Only the count should appear in your answer: how many lines of the data below contain the word "white"?

Extracted entries:

»»

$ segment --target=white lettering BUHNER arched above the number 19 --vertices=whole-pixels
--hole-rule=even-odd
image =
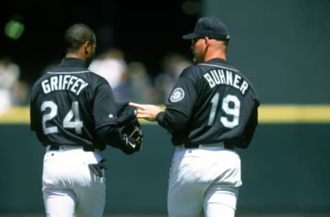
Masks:
[[[205,73],[203,77],[210,85],[210,88],[219,84],[230,85],[231,87],[238,89],[242,95],[244,95],[245,91],[249,88],[248,82],[238,74],[229,70],[213,69]]]

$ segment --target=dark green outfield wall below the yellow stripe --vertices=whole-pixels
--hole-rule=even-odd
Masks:
[[[168,168],[174,147],[166,130],[143,124],[135,155],[107,148],[108,213],[166,213]],[[28,124],[1,124],[0,214],[43,212],[43,146]],[[243,186],[239,212],[330,211],[330,123],[261,124],[250,148],[238,150]]]

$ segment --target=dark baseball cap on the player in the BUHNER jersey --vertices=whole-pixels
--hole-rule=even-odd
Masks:
[[[217,17],[204,16],[201,17],[196,25],[194,32],[182,36],[184,39],[209,37],[214,39],[223,39],[229,41],[230,34],[228,28]]]

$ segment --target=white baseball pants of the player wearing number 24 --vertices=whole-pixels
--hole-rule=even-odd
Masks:
[[[61,146],[49,150],[43,161],[43,200],[47,217],[101,217],[105,205],[105,177],[96,176],[89,163],[98,163],[98,152]]]

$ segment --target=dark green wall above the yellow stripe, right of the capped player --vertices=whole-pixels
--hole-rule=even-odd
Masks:
[[[200,9],[228,25],[227,60],[261,102],[329,104],[329,0],[203,0]]]

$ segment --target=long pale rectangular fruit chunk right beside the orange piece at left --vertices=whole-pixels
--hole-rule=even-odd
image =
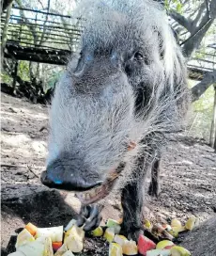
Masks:
[[[41,236],[50,237],[52,242],[62,242],[63,239],[63,226],[52,228],[38,228],[36,238]]]

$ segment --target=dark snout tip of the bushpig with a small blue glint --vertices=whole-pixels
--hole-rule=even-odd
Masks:
[[[79,175],[71,174],[64,168],[48,167],[40,177],[41,183],[50,188],[64,189],[69,191],[85,191],[102,184],[102,181],[85,181]]]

««

Written solution: 2